BEGIN DATA FOR THIS EXERCISE
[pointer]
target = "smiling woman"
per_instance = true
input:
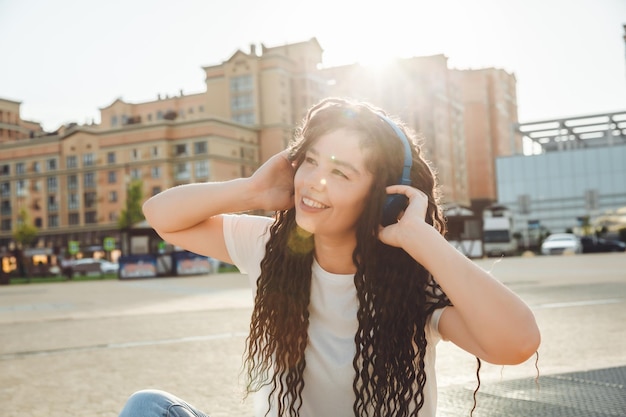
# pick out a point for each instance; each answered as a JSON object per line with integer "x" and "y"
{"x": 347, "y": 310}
END DATA FOR THIS EXERCISE
REQUIREMENT -
Repeat every record above exactly, except the pictures.

EXERCISE SOLUTION -
[pointer]
target = "smiling woman"
per_instance = true
input:
# pick out a point for each instance; each answered as a JSON object per line with integer "x" and "y"
{"x": 347, "y": 310}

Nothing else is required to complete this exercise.